◆ **Problem**
Print the range of lines that opens with the line containing "white car, like" and closes with the last line of the listing. Include both ends; print nothing more.

◆ **Material**
>>>
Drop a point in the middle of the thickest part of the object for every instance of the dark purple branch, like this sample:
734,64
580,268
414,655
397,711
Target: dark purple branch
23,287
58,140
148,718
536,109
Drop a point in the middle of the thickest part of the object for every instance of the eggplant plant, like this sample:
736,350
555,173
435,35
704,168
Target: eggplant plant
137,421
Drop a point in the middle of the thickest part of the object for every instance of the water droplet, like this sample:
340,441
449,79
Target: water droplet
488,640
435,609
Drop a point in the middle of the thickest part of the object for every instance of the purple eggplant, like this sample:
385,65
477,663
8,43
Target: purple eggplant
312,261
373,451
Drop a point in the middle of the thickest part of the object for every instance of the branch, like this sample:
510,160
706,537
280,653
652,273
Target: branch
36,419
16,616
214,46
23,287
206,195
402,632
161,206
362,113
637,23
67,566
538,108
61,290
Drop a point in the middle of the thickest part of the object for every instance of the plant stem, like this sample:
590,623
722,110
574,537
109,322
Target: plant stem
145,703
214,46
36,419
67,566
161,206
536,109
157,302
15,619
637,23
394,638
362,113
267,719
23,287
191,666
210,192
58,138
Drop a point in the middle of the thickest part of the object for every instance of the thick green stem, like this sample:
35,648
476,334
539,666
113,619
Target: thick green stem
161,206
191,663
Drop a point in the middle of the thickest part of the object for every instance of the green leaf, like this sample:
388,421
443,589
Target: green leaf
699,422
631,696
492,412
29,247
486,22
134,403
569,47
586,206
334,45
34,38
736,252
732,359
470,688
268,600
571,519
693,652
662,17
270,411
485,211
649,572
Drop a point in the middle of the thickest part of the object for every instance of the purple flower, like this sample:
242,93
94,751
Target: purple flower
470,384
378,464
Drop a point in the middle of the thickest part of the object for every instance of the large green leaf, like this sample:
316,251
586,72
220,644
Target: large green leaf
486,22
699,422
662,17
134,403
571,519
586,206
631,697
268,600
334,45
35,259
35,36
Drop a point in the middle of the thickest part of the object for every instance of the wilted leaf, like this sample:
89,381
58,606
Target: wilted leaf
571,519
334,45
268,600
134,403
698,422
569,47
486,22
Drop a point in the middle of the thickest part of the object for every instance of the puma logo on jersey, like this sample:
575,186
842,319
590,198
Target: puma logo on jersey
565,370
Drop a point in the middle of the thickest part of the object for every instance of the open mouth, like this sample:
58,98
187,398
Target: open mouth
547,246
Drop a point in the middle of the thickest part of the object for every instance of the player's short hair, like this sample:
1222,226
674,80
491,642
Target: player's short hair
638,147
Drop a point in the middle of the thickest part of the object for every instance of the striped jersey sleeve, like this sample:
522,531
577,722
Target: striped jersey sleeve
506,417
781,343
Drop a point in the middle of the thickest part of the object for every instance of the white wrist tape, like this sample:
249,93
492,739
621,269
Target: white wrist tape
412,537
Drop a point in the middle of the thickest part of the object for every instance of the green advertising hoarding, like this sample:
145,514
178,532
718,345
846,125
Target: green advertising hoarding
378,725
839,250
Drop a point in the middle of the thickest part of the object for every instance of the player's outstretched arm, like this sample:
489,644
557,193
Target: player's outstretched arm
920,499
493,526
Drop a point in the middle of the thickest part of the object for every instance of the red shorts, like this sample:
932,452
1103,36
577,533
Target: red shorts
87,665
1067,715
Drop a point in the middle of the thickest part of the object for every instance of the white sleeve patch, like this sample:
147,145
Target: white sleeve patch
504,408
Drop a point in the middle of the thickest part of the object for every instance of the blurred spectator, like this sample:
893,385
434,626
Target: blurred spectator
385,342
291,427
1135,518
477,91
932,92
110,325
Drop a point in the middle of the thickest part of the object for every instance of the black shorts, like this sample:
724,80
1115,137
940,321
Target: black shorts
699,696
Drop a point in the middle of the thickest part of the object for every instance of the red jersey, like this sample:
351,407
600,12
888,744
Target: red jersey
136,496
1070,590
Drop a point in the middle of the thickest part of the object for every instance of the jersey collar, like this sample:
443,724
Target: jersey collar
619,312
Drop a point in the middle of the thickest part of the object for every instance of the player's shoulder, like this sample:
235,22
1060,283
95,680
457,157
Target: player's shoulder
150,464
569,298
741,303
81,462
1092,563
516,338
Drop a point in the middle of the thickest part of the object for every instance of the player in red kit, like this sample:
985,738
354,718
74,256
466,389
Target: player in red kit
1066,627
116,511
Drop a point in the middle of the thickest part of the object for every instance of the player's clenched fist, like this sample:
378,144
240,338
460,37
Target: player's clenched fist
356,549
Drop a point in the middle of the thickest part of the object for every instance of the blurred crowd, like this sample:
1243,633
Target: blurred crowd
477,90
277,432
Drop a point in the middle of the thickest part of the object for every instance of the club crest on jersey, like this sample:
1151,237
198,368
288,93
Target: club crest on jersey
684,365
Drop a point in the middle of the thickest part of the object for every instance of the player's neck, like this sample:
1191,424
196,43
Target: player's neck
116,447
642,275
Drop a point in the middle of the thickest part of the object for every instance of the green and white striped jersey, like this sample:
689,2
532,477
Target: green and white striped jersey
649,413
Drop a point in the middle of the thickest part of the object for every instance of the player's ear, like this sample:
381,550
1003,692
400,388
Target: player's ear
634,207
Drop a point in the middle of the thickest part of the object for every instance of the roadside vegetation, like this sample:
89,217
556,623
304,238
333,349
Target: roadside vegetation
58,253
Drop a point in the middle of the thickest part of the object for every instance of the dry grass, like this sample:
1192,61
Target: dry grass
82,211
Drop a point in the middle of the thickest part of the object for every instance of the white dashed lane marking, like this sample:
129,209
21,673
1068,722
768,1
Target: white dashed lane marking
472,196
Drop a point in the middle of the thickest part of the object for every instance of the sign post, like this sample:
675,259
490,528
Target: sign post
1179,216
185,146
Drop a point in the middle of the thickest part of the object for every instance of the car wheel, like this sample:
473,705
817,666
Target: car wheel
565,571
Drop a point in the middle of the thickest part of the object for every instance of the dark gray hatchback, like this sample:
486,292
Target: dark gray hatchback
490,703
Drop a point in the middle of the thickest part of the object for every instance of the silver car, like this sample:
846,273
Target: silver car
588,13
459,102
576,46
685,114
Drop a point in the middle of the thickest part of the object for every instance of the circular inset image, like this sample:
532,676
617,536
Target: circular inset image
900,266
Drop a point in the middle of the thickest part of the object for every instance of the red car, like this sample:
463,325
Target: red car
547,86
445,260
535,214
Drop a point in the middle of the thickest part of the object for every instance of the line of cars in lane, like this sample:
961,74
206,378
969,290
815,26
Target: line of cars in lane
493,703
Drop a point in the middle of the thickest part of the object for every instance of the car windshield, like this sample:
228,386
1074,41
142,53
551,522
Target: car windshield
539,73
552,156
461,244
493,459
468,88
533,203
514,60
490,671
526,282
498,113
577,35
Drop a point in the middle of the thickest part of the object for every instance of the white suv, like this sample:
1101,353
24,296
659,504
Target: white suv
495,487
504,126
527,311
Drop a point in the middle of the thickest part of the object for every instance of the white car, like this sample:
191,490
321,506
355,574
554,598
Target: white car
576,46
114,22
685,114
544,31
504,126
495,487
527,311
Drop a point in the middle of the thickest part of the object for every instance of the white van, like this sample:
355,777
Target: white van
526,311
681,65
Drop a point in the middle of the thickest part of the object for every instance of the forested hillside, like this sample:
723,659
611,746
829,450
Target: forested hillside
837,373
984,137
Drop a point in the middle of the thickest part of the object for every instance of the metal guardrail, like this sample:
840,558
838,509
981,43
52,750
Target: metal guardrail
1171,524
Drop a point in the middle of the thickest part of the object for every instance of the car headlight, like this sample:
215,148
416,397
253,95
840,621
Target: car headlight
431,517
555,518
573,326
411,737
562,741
<<<
◆ **Result**
Drop a point in the middle of the thickest part of the object for every instance of the white car, like this sample:
191,490
321,506
355,574
554,598
Target: white car
576,46
114,22
685,114
544,31
504,126
495,487
527,311
Drop a point in the middle of the thickest part of the object for every instance of the white van, like this sample:
355,777
Target: white van
526,311
681,65
Drop a point in the middle of the thickest part of the object for every instance of the forested hillside, like this sample:
723,659
611,746
829,450
Target: forested hillside
837,373
984,137
Drop a point in the middle of the thickest part of the object for every instance of the metal guardrail, like this sample:
840,558
838,509
981,43
52,750
Target: metal guardrail
1171,524
Drop a point in the middle of the thickest part of the object for every instance of the car headlight, like this sample:
215,148
416,397
253,95
840,621
Target: car headlight
431,517
555,518
573,326
411,737
562,741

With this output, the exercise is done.